— start of GIVEN RECORDS —

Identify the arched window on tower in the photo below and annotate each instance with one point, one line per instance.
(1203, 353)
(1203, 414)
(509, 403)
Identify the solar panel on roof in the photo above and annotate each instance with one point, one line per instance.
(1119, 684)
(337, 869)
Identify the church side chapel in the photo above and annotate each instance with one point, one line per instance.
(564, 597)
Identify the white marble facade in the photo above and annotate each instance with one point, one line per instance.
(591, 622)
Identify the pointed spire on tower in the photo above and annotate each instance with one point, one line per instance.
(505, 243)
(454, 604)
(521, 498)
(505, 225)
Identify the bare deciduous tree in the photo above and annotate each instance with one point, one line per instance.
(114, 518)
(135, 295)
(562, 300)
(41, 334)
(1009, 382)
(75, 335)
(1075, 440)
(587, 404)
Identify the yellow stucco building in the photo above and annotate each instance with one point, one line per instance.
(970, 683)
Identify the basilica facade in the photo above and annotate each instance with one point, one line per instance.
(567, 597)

— end of GIVEN RECORDS —
— start of GIVEN RECORDS —

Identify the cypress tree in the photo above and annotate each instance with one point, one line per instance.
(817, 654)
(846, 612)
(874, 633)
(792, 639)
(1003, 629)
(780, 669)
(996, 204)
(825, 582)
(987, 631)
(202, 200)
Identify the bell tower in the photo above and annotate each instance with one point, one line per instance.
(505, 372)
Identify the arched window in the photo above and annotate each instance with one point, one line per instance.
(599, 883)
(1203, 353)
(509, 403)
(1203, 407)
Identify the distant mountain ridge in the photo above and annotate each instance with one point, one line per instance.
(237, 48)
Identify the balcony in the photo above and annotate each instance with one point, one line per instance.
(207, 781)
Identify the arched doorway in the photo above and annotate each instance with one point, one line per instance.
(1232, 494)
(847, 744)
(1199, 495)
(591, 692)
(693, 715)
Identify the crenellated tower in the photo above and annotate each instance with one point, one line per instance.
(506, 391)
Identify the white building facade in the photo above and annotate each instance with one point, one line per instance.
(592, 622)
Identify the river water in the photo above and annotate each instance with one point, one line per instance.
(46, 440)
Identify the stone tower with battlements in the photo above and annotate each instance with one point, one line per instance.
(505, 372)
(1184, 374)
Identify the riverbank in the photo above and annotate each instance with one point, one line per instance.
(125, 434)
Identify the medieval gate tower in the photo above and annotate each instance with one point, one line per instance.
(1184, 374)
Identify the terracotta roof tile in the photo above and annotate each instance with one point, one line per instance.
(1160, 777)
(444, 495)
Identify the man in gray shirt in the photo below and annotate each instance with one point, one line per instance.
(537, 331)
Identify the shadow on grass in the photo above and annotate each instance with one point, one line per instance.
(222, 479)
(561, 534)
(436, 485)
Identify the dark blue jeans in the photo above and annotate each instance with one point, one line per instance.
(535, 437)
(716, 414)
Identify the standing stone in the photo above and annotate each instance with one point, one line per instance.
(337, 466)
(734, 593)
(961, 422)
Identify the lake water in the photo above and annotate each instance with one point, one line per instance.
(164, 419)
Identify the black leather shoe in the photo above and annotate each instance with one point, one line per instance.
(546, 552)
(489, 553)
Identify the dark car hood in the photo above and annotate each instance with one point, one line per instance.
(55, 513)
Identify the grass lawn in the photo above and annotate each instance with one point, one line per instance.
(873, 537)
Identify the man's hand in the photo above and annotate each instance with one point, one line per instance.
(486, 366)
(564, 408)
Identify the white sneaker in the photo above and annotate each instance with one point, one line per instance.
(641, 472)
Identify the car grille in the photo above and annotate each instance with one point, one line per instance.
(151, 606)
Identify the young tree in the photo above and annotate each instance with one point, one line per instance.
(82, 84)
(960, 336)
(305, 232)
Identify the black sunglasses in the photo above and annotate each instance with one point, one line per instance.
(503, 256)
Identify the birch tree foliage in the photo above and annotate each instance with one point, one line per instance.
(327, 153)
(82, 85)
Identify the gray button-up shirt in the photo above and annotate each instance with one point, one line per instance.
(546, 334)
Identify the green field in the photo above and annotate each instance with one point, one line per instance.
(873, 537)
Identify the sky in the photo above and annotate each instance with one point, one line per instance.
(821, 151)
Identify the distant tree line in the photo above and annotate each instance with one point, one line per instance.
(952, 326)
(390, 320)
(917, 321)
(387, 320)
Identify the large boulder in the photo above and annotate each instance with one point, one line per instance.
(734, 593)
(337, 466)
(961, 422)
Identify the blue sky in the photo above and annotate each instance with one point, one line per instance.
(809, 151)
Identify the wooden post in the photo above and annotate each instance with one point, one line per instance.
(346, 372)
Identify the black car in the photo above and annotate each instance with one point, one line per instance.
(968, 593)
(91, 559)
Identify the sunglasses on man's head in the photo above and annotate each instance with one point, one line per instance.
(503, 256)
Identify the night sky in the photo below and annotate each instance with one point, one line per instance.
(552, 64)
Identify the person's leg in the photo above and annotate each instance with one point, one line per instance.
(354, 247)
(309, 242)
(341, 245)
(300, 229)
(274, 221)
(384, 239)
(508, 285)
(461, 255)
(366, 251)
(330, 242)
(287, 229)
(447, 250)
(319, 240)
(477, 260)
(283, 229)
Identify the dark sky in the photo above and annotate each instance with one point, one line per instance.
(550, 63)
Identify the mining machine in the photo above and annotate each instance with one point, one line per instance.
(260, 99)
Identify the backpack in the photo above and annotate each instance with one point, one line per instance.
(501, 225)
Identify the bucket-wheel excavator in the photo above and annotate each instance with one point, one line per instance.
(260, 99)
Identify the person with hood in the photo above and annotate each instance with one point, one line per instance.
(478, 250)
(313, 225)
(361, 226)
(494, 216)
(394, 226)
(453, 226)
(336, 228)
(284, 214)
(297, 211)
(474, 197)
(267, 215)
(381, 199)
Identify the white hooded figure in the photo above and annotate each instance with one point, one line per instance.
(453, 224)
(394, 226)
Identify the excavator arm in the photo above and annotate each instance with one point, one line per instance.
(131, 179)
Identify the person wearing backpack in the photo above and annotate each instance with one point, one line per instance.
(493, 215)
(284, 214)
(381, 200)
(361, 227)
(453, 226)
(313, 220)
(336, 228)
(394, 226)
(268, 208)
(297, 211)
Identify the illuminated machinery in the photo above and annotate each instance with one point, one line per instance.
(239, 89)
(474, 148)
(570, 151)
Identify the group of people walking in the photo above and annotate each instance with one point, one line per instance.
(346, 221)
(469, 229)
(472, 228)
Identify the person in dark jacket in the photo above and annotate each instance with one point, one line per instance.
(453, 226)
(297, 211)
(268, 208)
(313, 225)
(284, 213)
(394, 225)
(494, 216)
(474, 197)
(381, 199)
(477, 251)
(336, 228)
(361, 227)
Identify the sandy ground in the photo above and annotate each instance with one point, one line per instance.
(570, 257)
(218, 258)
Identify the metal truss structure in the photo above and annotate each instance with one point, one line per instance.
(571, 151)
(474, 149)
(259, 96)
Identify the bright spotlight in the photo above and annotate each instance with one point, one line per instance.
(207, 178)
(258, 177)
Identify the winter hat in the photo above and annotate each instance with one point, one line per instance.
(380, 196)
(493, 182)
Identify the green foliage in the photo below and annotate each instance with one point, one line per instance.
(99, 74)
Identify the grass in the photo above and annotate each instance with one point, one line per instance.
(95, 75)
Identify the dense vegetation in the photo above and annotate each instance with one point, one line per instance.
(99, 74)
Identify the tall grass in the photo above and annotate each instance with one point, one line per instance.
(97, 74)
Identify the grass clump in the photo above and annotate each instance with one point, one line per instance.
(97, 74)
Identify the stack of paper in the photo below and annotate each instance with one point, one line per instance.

— end of GIVEN RECORDS —

STATED GOAL
Locate every line in the entries above that contains the word "sunglasses", and copy each of those lines in full.

RESPONSE
Identify the black sunglasses in the photo above and annotate each instance with one point, one line per instance.
Identify the sunglasses on man's head in the photo above and annotate each instance with one point, one line per instance.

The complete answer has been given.